[Records from a data collection]
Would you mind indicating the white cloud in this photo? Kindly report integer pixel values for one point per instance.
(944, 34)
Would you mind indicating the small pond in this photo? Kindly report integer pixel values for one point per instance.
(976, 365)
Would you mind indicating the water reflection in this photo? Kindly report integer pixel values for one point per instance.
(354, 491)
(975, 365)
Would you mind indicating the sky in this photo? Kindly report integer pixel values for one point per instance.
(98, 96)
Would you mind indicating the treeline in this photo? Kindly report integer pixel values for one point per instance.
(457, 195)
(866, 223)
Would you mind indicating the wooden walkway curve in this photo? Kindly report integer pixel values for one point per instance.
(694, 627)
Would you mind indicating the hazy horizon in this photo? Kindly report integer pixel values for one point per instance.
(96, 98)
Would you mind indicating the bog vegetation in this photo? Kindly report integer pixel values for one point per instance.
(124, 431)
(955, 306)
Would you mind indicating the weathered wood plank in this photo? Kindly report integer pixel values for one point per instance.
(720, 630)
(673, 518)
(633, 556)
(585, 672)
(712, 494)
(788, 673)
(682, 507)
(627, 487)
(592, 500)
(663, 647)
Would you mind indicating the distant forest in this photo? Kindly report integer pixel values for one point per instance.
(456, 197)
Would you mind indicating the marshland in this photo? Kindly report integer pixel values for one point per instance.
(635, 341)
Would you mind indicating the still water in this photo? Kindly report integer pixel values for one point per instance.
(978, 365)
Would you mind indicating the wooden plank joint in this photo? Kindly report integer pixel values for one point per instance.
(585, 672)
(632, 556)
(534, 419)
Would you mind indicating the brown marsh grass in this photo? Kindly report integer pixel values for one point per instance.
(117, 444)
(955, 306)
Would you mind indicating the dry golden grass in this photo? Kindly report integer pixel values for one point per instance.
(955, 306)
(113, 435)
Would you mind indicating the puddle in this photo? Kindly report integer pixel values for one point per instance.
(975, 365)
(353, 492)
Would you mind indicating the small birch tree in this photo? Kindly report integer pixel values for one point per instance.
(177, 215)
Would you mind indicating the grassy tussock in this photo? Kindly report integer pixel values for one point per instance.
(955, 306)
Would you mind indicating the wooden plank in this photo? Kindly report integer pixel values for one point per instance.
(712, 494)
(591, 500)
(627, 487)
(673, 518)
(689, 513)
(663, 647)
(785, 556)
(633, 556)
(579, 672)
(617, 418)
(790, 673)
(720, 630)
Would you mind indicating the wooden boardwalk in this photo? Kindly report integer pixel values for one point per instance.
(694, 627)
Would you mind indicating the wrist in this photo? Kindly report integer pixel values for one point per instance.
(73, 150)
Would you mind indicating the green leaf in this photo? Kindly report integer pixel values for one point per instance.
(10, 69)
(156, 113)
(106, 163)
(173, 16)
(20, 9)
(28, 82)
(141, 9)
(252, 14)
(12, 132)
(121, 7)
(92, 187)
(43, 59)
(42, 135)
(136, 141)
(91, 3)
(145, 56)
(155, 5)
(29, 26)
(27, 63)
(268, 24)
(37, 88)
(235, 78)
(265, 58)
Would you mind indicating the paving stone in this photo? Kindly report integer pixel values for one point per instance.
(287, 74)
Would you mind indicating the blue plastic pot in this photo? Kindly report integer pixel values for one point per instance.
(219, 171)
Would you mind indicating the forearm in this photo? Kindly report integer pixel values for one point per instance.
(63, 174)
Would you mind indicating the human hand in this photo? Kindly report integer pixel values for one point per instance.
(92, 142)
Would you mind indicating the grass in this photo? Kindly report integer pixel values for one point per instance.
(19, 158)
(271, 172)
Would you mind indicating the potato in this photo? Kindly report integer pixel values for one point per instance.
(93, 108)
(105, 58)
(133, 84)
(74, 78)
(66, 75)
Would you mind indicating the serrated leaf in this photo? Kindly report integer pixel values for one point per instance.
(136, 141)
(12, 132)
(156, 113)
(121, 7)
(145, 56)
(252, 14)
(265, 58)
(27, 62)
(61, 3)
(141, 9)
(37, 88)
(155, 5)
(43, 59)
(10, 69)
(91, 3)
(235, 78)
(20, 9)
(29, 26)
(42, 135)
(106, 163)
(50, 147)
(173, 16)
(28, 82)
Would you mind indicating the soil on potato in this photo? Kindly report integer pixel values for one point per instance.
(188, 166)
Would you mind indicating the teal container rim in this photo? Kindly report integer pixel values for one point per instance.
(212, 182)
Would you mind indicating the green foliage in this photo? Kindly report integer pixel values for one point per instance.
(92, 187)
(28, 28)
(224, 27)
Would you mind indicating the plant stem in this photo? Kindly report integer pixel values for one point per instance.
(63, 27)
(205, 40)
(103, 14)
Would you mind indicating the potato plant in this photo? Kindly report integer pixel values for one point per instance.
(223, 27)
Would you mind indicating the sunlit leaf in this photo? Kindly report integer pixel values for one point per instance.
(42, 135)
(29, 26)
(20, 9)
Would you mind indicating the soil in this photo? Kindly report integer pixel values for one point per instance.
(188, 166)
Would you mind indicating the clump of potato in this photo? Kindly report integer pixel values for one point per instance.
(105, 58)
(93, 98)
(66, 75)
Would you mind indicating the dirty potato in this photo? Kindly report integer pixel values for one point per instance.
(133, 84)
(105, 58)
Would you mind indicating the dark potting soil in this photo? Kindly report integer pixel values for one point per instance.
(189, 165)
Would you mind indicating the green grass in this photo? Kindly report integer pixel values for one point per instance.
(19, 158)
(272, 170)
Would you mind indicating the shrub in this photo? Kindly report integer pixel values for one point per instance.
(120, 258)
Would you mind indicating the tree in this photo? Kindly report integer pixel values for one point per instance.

- _What needs to be done_:
Line by line, copy the data above exactly as it reads.

- _Answer for the task_:
Would you mind indicating the white cloud in this photo? Kindly report integer pixel values for one point per instance.
(944, 34)
Would you mind indicating the small pond in this photo? Kindly report integer pixel values for one point per instance.
(976, 365)
Would you mind indicating the water reflection in this photo? Kindly report integer pixel values for one point per instance.
(354, 491)
(975, 365)
Would you mind indicating the sky in this photo? Kindly report integer pixel values for one point per instance.
(98, 96)
Would you mind indicating the treeline in this photo? Kindly report integer pixel values for one point per instance.
(457, 195)
(866, 223)
Would you mind indicating the wooden walkway curve in this photo? Kindly report integer pixel values for one point per instance.
(694, 627)
Would you mind indicating the hazy horizon in this photo? Kindly report integer pixel values for one point per instance.
(96, 98)
Would you mind indicating the bog vegetation in this photo? Kindly report integer pixel values for one point per instance.
(124, 431)
(955, 306)
Would you mind indicating the weathered wood plank in this photo? Kindly report integer pixel values for one point per instance.
(720, 630)
(673, 518)
(633, 556)
(585, 672)
(712, 494)
(788, 673)
(682, 507)
(627, 487)
(592, 500)
(663, 647)
Would you mind indicating the distant forest in this photo? Kindly report integer pixel values for one point per instance.
(456, 197)
Would you mind indicating the marshland in this photo? Kindly report integer pixel values for one point per instance.
(635, 341)
Would you mind indicating the still water in this photo? Kindly report integer pixel values for one point per instance.
(978, 365)
Would you mind indicating the wooden plank joint in this photo? Kindly report integer pixel values for one point per instance.
(585, 672)
(632, 556)
(534, 419)
Would you mind indicating the brown marsh grass in this photo? Kindly report integer pixel values for one point per instance.
(117, 444)
(955, 306)
Would you mind indicating the dry golden grass in this photo? Kindly report integer pixel values for one point per instance.
(955, 306)
(113, 435)
Would you mind indicating the puddle in this photo? Kindly report integer pixel values for one point per instance.
(975, 365)
(353, 492)
Would you mind indicating the small birch tree in this photo? Kindly report integer pixel values for one point per instance.
(177, 215)
Would you mind indicating the grassy tussock in this photo? Kindly report integer pixel values for one point per instance.
(955, 306)
Would you mind indicating the wooden plank in this photo? Kindly report integer pixel values for one point per instance.
(712, 494)
(591, 500)
(627, 487)
(673, 518)
(689, 513)
(663, 647)
(785, 556)
(633, 556)
(579, 672)
(617, 418)
(790, 673)
(720, 630)
Would you mind indicating the wooden boardwalk in this photo? Kindly report integer pixel values for one point per instance.
(694, 627)
Would you mind indicating the wrist in this photo? Kindly report integer pixel values for one point per instance.
(73, 150)
Would you mind indicating the green leaf in this photo? Kindly report integer pixel values for one point per instance.
(10, 69)
(156, 113)
(106, 163)
(173, 16)
(20, 9)
(28, 82)
(141, 9)
(252, 14)
(12, 132)
(121, 7)
(92, 187)
(43, 59)
(42, 135)
(136, 141)
(91, 3)
(145, 56)
(155, 5)
(29, 26)
(27, 63)
(268, 24)
(37, 88)
(235, 78)
(265, 58)
Would you mind indicating the paving stone in this photo? Kindly report integer pixel values for one point per instance.
(287, 74)
Would you mind indicating the blue plastic pot in this photo? Kindly report integer pixel values for one point per instance.
(219, 171)
Would you mind indicating the forearm in this photo? Kindly report integer pixel values for one point per instance.
(63, 174)
Would you mind indicating the human hand in this photo? Kindly report integer pixel values for one point per instance.
(92, 142)
Would you mind indicating the grass in this photo? Kindly report integer pixel values for one point per instance.
(19, 158)
(271, 172)
Would you mind indicating the potato in this photo? Kindly report integer pixel values for one point per instance.
(93, 108)
(105, 58)
(133, 84)
(74, 78)
(66, 75)
Would you mind indicating the serrated leaf in this photo? Kindly report integer pixel values for one point per instance.
(136, 141)
(12, 132)
(156, 113)
(121, 7)
(145, 56)
(252, 14)
(265, 58)
(27, 62)
(61, 3)
(141, 9)
(37, 88)
(155, 5)
(43, 59)
(10, 69)
(91, 3)
(235, 78)
(20, 9)
(29, 26)
(42, 135)
(106, 163)
(50, 147)
(173, 16)
(28, 82)
Would you mind indicating the soil on potato in this photo? Kindly report integer pixel values for one point per instance.
(188, 166)
Would you mind indicating the teal container rim in this photo? Kindly report integer pixel values for one point per instance.
(212, 182)
Would you mind indicating the green foliage in this photo? Kindly report integer pixel values for one point per instance.
(92, 187)
(28, 28)
(224, 27)
Would you mind indicating the plant stem in this photo? Kindly report integer pixel values for one point per instance.
(63, 27)
(205, 40)
(103, 14)
Would you mind indicating the potato plant in this photo? Kindly report integer pixel values for one point per instance.
(223, 27)
Would you mind indicating the sunlit leaf in this photo? Kindly report integer pixel values for one point per instance.
(42, 135)
(29, 26)
(20, 9)
Would you mind indicating the soil in this photo? Kindly report integer pixel values for one point per instance.
(188, 166)
Would you mind indicating the clump of potato in this photo? Kindly report integer pixel values for one point per instance.
(105, 58)
(93, 98)
(66, 75)
Would you mind indicating the dirty potato in this photo? Kindly report integer pixel values for one point per instance.
(133, 84)
(105, 58)
Would you mind indicating the dark potting soil in this photo? Kindly report integer pixel values for one point per instance.
(189, 165)
Would you mind indicating the green grass in this photo? Kindly report integer pixel values for one point per instance.
(19, 158)
(272, 170)
Would you mind indicating the shrub in this photo? Kindly report integer pixel values for one point per instance.
(120, 258)
Would you mind indicating the tree in this photo? Kindly report integer pixel values for one point per instance.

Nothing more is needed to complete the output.